Take the entries below and print all of them exactly, please.
>> Start SUPPLIED RECORDS
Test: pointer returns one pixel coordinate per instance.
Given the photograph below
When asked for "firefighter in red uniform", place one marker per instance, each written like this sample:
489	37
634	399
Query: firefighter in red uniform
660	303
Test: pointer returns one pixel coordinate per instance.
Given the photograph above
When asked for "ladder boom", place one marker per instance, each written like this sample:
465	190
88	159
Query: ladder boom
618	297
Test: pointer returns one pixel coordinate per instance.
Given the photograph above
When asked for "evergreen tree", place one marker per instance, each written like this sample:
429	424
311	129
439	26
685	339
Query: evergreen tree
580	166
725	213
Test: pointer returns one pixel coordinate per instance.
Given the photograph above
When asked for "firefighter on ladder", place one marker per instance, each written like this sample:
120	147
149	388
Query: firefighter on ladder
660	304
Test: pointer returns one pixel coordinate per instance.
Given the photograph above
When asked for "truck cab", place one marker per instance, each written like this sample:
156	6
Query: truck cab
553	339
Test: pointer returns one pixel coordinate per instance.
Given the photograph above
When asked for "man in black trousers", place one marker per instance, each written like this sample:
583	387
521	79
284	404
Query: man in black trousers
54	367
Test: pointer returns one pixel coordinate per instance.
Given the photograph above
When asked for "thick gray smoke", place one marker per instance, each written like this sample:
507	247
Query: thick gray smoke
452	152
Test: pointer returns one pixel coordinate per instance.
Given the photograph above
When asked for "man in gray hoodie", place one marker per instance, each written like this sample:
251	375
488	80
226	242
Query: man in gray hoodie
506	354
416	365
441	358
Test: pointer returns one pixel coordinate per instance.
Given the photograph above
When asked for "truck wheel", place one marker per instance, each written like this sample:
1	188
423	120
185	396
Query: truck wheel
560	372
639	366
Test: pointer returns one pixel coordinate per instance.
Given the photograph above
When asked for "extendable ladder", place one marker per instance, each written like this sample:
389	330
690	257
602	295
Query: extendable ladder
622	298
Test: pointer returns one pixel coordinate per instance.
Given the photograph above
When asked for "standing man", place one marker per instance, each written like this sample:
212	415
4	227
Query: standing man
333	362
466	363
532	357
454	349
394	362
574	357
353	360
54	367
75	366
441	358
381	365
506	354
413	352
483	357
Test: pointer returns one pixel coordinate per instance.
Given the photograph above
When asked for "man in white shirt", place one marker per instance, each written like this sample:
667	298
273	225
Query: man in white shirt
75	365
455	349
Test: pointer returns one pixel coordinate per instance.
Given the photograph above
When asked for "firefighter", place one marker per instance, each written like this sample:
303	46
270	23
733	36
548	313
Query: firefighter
>> End SUPPLIED RECORDS
(ANSWER TO THIS TASK)
Test: pointer returns one pixel coordinate per instance.
Given the photograph below
When asked for "firefighter in red uniform", place one marker per instance, each written like this sample:
489	37
634	399
Query: firefighter in red uniform
660	303
Test: pointer returns one pixel coordinate per instance.
Given the photograph above
When asked for "ladder boom", place one marker per instance, each written like this sample:
465	190
88	159
Query: ladder boom
618	297
Test: pointer returns one pixel coordinate per instance.
Given the photograph above
When asked for "evergreen tree", place one marker per instance, each written like this sample:
429	424
311	129
439	26
685	339
Query: evergreen tree
580	166
725	213
Test: pointer returns one pixel coordinate per instance.
Given the photograph above
When asked for "firefighter on ladder", place one marker per instance, each written like this sample:
120	147
149	388
Query: firefighter on ladder
660	304
Test: pointer returns one pixel coordinate per instance.
Given the photograph above
When asked for "truck cab", place one marker per instance, each written like this sample:
156	6
Query: truck cab
553	339
Test: pointer returns one pixel coordinate per instance.
Given the photograph above
When asked for "man in black trousers", place one marker per instance, each written like this sample:
583	387
521	79
284	404
Query: man in black trousers
54	367
Test: pointer returns one pixel coordinate per instance.
Given the photograph above
When asked for "thick gray smoke", place one marker per instance, each written like this sample:
507	247
Query: thick gray smoke
452	152
Test: pointer returns one pixel coordinate per instance.
Given the photograph above
When asked for "man in gray hoodie", place one marker per instance, each written like this sample:
251	375
488	80
226	242
Query: man in gray hoodie
506	354
416	365
441	358
Test: pointer returns one pixel coordinate per instance.
Given the photograph above
When asked for "truck wheel", place one marker per instance, each written like this sample:
1	188
423	120
185	396
Query: truck wheel
560	372
639	366
Test: pointer returns one pixel coordinate per instance.
Given the photograph above
When asked for "extendable ladder", place one marker per instance, each written like this sample:
389	330
690	257
602	295
Query: extendable ladder
622	298
Test: pointer returns one pixel coordinate per instance.
Given the photograph above
When asked for "standing man", place one marker per instance, each written like this sample:
212	415
4	227
Query: standing man
333	362
466	363
532	357
454	349
394	362
574	357
353	360
54	367
75	366
441	358
381	365
506	354
413	352
483	357
Test: pointer returns one pixel coordinate per instance.
Given the photograph above
When asked for "man in white shirt", place one marker per instance, each written like this sample:
667	298
273	225
Query: man in white shirt
75	365
455	349
Test: pointer returns one pixel coordinate per instance.
Given the photograph above
When asked for "firefighter", place one marker per instance, each written like this sample:
303	46
270	23
733	36
548	313
Query: firefighter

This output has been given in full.